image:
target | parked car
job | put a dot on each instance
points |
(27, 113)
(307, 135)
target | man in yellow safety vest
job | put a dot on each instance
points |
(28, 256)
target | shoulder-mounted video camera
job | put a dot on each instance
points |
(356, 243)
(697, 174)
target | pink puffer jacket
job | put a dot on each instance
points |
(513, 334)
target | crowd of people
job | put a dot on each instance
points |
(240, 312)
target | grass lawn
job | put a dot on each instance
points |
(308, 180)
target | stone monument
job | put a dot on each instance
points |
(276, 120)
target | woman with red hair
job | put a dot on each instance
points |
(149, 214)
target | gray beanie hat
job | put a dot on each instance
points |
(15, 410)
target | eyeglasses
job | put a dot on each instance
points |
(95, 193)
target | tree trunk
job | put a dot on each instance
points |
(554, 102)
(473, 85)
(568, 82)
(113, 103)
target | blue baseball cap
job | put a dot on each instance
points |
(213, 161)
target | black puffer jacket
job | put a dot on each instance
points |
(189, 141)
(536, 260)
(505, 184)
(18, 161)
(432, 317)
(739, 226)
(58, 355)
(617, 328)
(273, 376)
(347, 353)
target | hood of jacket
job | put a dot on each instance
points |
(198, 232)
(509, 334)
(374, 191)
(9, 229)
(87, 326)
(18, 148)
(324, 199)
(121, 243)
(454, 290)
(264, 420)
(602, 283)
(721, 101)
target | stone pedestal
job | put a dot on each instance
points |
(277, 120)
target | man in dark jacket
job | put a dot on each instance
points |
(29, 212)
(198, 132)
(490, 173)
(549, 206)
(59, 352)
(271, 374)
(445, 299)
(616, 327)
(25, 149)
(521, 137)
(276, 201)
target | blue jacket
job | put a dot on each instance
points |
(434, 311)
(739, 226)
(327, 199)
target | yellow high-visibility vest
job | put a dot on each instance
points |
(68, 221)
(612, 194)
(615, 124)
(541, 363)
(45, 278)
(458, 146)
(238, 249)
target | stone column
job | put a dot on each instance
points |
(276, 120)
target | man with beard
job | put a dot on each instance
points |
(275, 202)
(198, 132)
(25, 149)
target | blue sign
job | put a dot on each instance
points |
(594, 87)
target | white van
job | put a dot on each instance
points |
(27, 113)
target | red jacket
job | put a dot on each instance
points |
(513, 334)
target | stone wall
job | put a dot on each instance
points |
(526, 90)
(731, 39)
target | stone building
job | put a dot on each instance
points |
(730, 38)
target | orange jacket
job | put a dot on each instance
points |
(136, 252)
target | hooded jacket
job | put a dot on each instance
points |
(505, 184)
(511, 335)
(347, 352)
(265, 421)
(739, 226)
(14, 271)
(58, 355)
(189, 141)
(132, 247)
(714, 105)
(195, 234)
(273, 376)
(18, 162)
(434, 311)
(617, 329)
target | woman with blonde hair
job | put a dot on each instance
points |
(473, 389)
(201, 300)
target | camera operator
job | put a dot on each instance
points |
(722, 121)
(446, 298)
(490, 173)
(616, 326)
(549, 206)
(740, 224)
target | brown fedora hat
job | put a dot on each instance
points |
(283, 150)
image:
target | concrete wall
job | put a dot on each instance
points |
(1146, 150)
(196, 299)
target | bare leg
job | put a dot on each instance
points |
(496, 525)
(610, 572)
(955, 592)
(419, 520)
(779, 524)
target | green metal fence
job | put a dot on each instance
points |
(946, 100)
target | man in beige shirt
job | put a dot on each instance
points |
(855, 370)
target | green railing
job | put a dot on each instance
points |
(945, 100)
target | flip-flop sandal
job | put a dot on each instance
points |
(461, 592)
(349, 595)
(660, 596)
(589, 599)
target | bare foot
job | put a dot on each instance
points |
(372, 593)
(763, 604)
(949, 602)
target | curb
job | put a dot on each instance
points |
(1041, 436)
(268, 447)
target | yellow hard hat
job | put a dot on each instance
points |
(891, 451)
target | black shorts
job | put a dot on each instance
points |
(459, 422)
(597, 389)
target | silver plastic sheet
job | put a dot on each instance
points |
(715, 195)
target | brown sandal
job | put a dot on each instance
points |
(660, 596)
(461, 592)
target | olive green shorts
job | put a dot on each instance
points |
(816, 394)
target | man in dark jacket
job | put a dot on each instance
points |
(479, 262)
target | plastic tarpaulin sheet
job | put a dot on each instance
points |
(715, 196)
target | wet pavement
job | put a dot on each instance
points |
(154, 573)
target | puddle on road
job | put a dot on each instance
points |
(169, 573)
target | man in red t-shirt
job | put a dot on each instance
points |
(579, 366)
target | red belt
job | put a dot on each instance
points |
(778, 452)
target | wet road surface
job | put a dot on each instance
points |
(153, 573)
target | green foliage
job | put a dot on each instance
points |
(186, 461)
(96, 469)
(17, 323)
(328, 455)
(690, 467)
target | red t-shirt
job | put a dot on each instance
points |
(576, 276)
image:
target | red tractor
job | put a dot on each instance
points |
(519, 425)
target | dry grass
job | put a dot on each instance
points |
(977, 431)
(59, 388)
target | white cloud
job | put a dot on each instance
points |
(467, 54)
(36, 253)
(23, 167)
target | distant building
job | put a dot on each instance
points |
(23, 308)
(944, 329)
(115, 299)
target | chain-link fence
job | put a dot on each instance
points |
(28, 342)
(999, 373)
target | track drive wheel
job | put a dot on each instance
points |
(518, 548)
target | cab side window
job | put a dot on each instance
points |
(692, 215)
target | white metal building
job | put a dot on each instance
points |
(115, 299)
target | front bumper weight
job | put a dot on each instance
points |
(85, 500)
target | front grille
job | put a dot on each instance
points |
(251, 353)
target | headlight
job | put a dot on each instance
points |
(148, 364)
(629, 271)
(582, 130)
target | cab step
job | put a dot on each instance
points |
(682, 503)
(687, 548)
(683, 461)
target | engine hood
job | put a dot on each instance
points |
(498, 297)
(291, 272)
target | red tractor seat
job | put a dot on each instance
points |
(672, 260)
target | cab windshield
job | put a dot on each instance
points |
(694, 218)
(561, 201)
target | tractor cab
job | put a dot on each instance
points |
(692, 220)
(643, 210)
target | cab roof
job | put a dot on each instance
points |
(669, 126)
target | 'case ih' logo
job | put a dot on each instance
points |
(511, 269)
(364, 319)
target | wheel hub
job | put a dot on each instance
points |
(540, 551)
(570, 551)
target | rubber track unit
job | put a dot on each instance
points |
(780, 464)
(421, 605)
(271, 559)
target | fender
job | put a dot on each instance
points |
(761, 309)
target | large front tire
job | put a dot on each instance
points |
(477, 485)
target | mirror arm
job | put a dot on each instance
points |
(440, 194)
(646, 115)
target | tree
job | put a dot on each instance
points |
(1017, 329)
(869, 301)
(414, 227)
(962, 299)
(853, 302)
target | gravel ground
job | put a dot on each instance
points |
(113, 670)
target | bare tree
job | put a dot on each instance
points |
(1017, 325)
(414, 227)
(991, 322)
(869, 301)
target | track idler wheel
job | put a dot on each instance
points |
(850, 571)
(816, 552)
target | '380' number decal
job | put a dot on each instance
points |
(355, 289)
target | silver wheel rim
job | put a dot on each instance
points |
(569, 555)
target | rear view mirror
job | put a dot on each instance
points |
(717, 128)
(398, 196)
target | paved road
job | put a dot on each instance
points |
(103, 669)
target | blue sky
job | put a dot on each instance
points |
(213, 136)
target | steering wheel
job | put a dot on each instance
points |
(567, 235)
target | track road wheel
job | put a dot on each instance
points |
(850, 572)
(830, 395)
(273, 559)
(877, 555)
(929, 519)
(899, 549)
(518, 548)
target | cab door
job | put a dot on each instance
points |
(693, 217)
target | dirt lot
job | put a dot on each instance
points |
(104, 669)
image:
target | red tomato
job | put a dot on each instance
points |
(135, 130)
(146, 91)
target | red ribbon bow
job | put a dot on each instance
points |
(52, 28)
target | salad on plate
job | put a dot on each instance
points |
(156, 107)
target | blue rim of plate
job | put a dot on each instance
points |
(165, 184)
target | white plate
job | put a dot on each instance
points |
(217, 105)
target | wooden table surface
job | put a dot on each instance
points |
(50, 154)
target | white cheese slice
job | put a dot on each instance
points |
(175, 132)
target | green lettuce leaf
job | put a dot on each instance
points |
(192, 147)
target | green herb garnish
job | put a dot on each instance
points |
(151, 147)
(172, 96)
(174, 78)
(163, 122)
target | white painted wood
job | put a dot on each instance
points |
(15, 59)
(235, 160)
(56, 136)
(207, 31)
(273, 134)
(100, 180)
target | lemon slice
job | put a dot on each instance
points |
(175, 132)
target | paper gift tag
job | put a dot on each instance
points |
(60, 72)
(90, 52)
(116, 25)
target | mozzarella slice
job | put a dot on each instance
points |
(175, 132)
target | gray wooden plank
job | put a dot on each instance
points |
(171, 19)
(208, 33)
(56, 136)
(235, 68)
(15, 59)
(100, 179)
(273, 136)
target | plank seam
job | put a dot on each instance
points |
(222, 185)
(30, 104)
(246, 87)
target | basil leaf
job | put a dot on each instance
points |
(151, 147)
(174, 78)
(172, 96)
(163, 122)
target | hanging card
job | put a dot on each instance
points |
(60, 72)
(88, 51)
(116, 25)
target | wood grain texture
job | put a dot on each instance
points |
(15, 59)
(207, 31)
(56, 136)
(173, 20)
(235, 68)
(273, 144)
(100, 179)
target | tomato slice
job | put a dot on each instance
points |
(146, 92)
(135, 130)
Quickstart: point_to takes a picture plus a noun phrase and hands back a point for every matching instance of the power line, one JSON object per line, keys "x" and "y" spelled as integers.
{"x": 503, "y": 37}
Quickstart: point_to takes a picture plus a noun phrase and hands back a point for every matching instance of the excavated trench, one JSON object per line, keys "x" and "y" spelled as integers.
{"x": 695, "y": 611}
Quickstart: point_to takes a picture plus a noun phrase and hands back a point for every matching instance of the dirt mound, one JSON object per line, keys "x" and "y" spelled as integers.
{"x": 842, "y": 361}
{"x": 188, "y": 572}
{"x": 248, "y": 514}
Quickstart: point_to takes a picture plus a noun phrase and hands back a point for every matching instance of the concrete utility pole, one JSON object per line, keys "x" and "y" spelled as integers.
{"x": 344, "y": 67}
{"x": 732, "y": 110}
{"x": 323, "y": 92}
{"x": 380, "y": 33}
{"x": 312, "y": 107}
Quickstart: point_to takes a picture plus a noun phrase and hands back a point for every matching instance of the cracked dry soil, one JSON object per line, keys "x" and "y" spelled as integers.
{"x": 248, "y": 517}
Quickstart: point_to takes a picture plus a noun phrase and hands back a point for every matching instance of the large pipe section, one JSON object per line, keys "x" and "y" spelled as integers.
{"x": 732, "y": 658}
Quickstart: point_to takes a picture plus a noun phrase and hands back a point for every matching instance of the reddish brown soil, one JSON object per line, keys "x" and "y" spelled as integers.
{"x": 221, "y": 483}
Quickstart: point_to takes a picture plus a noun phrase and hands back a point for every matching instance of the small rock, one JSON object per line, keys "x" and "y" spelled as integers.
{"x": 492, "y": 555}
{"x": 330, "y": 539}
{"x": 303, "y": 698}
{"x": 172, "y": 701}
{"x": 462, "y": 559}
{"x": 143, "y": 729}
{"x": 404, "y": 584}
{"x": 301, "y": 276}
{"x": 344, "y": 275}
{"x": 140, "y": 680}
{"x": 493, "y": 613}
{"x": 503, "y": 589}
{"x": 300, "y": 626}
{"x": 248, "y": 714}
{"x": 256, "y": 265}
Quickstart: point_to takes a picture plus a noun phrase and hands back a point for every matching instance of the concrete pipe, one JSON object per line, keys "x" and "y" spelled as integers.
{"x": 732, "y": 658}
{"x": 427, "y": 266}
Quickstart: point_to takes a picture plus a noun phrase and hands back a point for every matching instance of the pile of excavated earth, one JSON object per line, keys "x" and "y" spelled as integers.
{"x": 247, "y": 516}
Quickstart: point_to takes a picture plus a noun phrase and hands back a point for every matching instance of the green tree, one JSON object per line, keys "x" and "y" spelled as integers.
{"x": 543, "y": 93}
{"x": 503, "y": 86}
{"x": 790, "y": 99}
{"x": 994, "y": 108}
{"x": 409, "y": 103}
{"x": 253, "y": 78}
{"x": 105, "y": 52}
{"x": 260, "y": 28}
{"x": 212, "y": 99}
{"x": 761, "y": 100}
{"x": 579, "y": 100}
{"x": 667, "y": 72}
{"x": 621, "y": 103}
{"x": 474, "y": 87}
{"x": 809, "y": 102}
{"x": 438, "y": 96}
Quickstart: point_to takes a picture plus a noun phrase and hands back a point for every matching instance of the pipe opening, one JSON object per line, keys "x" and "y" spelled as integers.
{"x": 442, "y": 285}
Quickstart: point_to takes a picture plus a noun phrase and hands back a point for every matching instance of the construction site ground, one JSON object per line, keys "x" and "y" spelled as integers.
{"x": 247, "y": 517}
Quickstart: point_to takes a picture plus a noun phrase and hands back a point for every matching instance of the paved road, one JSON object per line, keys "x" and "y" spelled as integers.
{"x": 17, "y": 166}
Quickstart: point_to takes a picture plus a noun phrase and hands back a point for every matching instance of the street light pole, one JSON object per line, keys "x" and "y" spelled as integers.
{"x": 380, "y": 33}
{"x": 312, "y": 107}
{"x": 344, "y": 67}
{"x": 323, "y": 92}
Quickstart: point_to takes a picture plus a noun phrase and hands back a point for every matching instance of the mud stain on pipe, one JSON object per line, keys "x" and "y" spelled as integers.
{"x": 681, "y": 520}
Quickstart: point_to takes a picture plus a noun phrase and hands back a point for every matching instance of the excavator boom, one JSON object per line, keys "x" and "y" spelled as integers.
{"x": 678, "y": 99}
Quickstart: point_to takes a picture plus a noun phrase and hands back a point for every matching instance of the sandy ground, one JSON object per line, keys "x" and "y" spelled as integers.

##############################

> Work request: Reproduce the records above exactly, from the first line through the line containing "target | woman with red hair", and output nothing else.

> Response to this exercise:
image:
target | parked car
job | put a dot on each instance
points |
(27, 113)
(307, 135)
target | man in yellow safety vest
job | put a dot on each instance
points |
(28, 256)
target | shoulder-mounted video camera
job | put a dot on each instance
points |
(356, 243)
(697, 174)
target | pink puffer jacket
job | put a dot on each instance
points |
(513, 334)
target | crowd of people
job | put a dot on each instance
points |
(240, 312)
target | grass lawn
job | put a dot on each instance
points |
(308, 180)
target | stone monument
job | put a dot on each instance
points |
(276, 120)
target | woman with red hair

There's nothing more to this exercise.